▶ TEXTE DE LA PAGE

On ne peut pas dire de leurs débuts « qu’ils aient toujours quelque chose de rare » ; mais, à tout le moins, ils sont originaux et ne ressemblent pas à ceux des poèmes antiques. Cet art du moyen âge est loin d’être parfait, mais il lui arrive souvent de ne rien devoir à personne, et c’est ici le cas. Donc, nos épiques ont vingt façons à eux de commencer leurs chansons. Tantôt ils entrent brusquement en matière : Un jurn fut Carlemaine à l’Saint-Denis mustier[1], et voilà qui sent son antiquité : tantôt ils se persuadent qu’ils ont le devoir de faire tout d’abord connaître à leurs auditeurs le nom du personnage qui sera le héros de leur fiction : C’est d’Aimeri, le hardi corageus[2], et voilà qui est plus moderne. Leur procédé le plus ordinaire et qui est aussi le plus logique, c’est de donner plus ou moins brièvement le sommaire de toute leur affabulation. Il y a de ces sommaires qui sont célèbres et mériteraient de l’être davantage. Tel est l’admirable début d’Antioche : « Vous allez aujourd’hui entendre parler de Jérusalem et de ceux qui allèrent y adorer le saint Sépulcre. Il leur fallut pour Dieu endurer mainte peine, la soif, le chaud, la froidure, la veille, la faim. Certes le Seigneur Dieu a bien dû les en récompenser là haut et placer leurs âmes dans la gloire. » On voudra sans doute lire intégralement un tel morceau, et l’on ne craindra point de s’écrier après cette lecture[3] : « L’Iliade commence moins fièrement. » Nos poètes se plaisent ailleurs à glacer d’effroi leur auditoire, en lui décrivant par avance l’horreur des événements qu’ils vont raconter : S’entendre me volés, ja vous sera contée. — La verité com Rome fut destruite et gastée — Et la cité fondue, destruite et cravantée[4], et il y a certains de ces débuts prophétiques qui, en effet, sont longs à faire peur. On leur préférait sans doute ces exordes printaniers, qui sont si fréquents dans nos chansons et qui exhalent une si bonne senteur de prés verts et d’églantiers en fleur : Ce fu el’  mois de mai

  1. Pelerinage à Jerusalem.

▶ ENTRÉES FOURNIES
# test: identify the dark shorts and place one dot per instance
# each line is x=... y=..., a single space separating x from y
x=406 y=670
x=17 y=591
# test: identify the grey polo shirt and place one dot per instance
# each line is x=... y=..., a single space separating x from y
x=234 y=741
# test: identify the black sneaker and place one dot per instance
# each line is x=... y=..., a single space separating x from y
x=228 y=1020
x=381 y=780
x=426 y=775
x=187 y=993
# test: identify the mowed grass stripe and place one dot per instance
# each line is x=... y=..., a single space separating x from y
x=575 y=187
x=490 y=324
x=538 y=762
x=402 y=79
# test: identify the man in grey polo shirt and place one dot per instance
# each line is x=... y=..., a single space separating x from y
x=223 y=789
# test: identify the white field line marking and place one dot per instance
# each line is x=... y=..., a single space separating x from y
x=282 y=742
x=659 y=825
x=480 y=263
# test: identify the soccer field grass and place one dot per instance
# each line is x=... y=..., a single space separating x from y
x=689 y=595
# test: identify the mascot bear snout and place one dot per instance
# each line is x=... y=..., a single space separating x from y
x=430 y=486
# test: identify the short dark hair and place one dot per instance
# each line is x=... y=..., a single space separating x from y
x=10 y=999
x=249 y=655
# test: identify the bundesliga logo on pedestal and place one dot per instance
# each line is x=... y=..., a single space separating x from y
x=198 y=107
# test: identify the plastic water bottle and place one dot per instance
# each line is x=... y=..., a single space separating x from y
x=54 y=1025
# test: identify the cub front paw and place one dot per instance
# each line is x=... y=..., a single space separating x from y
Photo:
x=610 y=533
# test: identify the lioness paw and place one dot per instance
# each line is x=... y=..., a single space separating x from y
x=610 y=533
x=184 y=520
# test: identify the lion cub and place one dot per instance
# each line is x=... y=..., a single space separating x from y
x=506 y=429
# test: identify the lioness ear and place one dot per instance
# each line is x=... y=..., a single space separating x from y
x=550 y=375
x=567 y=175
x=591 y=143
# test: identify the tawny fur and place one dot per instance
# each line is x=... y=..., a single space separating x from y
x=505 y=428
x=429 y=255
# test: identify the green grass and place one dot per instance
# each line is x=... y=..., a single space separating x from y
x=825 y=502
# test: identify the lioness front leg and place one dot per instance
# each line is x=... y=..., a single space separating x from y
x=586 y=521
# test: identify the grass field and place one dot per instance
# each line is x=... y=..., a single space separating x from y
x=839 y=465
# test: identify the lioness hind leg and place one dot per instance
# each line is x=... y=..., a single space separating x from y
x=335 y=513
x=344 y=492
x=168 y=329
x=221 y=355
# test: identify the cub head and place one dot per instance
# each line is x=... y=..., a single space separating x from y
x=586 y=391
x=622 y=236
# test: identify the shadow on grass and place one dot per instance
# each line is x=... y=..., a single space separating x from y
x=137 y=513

▶ ÉNONCÉ
Répondez à ces questions sur le texte sur les débuts des chansons épiques :
1. Quel est le procédé le plus ordinaire des épiques pour commencer leurs chansons ?
2. De quel poème le début est-il qualifié d'« admirable » ?
3. Quelle senteur exhalent les exordes printaniers ?
La liste constitue un matériau distinct du texte sur les débuts des chansons épiques.

▶ CORRIGÉ
1. Donner plus ou moins brièvement le sommaire de toute leur affabulation.
2. D'Antioche.
3. Une senteur de prés verts et d'églantiers en fleur.